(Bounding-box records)
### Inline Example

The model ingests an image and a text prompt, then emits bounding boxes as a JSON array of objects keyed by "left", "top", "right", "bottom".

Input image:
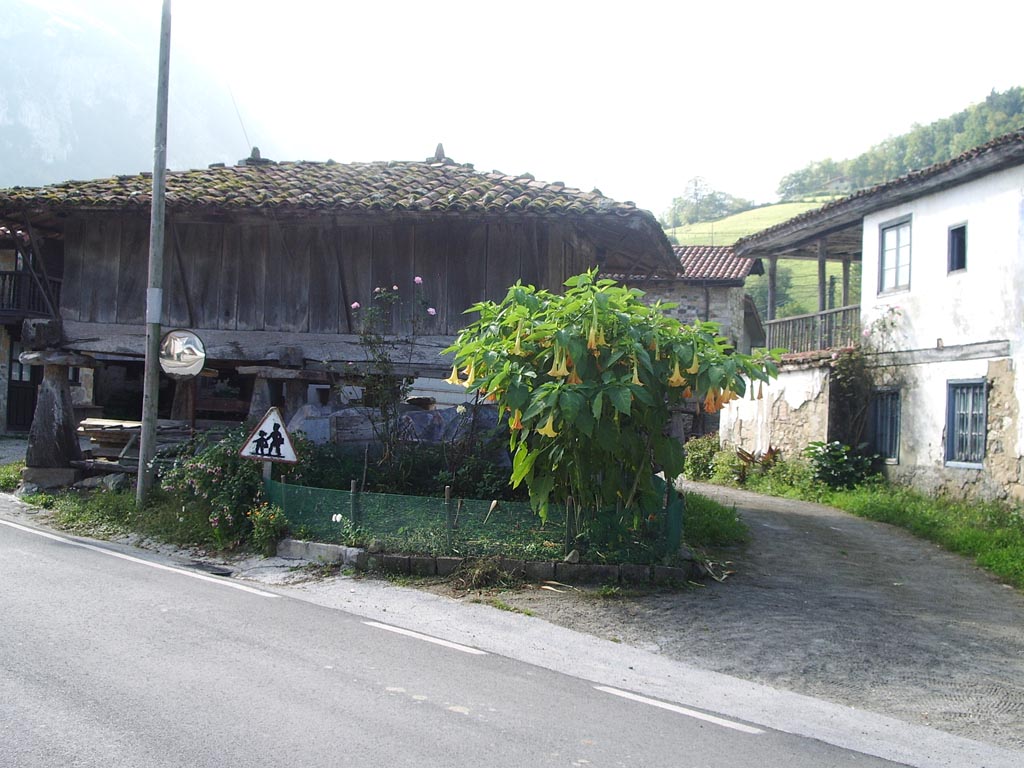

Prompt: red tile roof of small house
[
  {"left": 672, "top": 246, "right": 764, "bottom": 283},
  {"left": 0, "top": 147, "right": 674, "bottom": 268}
]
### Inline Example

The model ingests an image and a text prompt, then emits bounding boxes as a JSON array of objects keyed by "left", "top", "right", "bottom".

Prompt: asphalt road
[{"left": 0, "top": 518, "right": 921, "bottom": 768}]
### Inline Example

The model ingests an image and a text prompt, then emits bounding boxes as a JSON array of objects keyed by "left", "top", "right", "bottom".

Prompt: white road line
[
  {"left": 594, "top": 685, "right": 764, "bottom": 734},
  {"left": 364, "top": 622, "right": 487, "bottom": 656},
  {"left": 0, "top": 520, "right": 281, "bottom": 597}
]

Written task.
How many lines of the material above include the word "road"? Case matters; reply with the number alone.

Answer.
2